_TEXT SHOWN_
What Can We Learn from Cannibals? The Circular Supply Chain

Eating all of your enemies is not a sustainable diet. Consuming all of the resources in a supply chain is not a sustainable solution.

The holistic approach to sustainable supply chains needs to concurrently address environmental, economic and social values in all communities. Arguably, we’ve been teaching economics for 100+ years; we’ve been learning about the environmental issues for 50+ years; and we’ve been increasing our awareness on social values for ~10 years.

Each of these strategic components of western business practices were traditionally seen as being independent of each other in the supply chain. Largely because unfettered profits were good of all businesses, ergo people; whereas environmental and social interests were the responsibility of governmental agencies. This model appeared to work until storm clouds appeared in the form of smog, acid rain, contaminated drinking water, extirpation of species and other forms of degradation – much of which was non-reversible. That was the problem with this linear model – we were eating our future!

Recycling was the illusion where we could continue to consume low cost products using plastics as the main ingredient in the product and in the waste packaging. Once we were done with the products we could dispose of them and they would be wonderfully recycled. About 75% of plastics are buried in landfill sites. Recycling was a feel-good failure based on good intentions but poor science.

The problem with consumption of resources is not the fault of plastic alone – it can be traced to the design phase. Goods were designed-for-disposal. The linear economy was based on infinite resources which could be harvested in a continuous manner. Wrong! Recycling led to an increased consumption of poorly designed goods aimed at the lowest cost to produce, to increase profits. Eco-fees are another feel-good tactic to support consumptive behaviours.

The emergence of the circular economy acknowledges resources are finite; goods are designed-for-environment; energy should come from renewable sources; waste is eliminated; use of indigenous materials and local labour contribute to social values. For supply chain professionals, there is a duty to explore more responsible options which consider the total cost of ownership. For example, offshoring production to a low-cost producer which reduces local employment may not be the best trade off. While offshoring, in this example drives profits for an owner, the community which loses the jobs bears the cost – referred to as a zero-sum model. There is an economic benefit with a social value offset. Environmental responsibilities may be transferred to a region which has lax regulations. Not sustainable.

The circular economy is a long-term view where at the end of a life cycle for a product, all of the materials can be repurposed into a new product. At the design stage, products are planned for their inevitable deconstruction and use biomimicry as a template. Metals are recaptured. Toxic materials and chemicals are contained. There is a new role for recycling in the sense that it becomes the means to recover supply chain materials for reuse in a continuous cycle. The circular economy is a strategy for conservation. Supply chains in the future will be viewed as supply loops.

_WHAT THE TASK REQUIRES_
Copy the article on circular supply chains between "Recycling was the" and "support consumptive behaviours.", inclusive, swapping every "feel-good" for "comforting". Rely only on the article on circular supply chains when responding.

_SUPPLIED RECORDS_
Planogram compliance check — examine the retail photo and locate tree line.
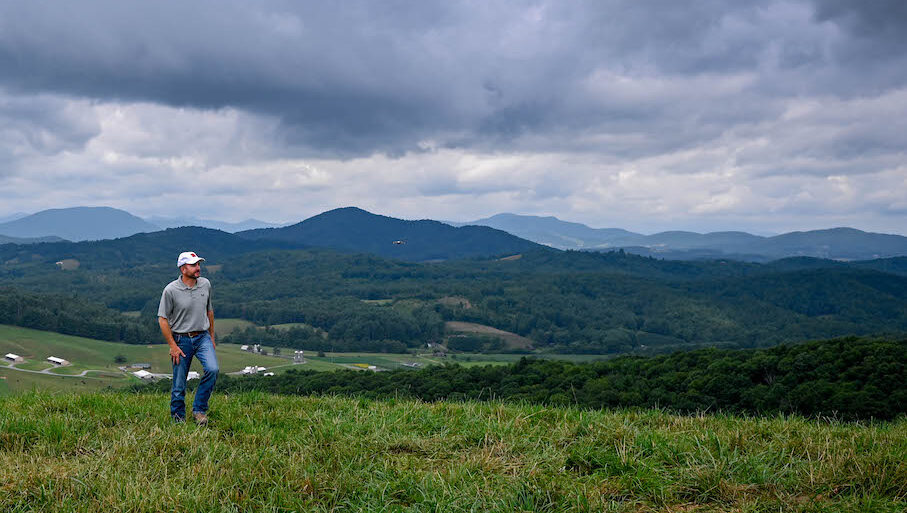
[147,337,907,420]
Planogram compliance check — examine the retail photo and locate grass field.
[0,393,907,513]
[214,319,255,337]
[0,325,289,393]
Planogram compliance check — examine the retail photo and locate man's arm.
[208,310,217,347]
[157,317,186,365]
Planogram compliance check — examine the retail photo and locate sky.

==

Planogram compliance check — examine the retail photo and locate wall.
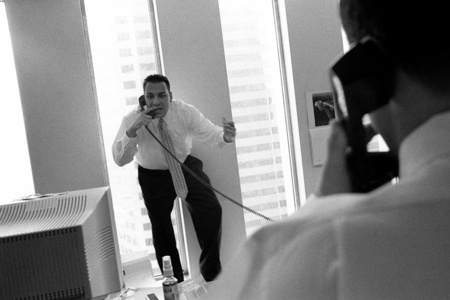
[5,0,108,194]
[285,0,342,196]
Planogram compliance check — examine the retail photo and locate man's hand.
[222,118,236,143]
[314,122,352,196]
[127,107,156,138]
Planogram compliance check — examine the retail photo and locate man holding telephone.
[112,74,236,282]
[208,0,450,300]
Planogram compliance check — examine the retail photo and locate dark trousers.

_SOLUTION TO THE PROBLEM_
Recycling was the illusion where we could continue to consume low cost products using plastics as the main ingredient in the product and in the waste packaging. Once we were done with the products we could dispose of them and they would be wonderfully recycled. About 75% of plastics are buried in landfill sites. Recycling was a comforting failure based on good intentions but poor science.

The problem with consumption of resources is not the fault of plastic alone – it can be traced to the design phase. Goods were designed-for-disposal. The linear economy was based on infinite resources which could be harvested in a continuous manner. Wrong! Recycling led to an increased consumption of poorly designed goods aimed at the lowest cost to produce, to increase profits. Eco-fees are another comforting tactic to support consumptive behaviours.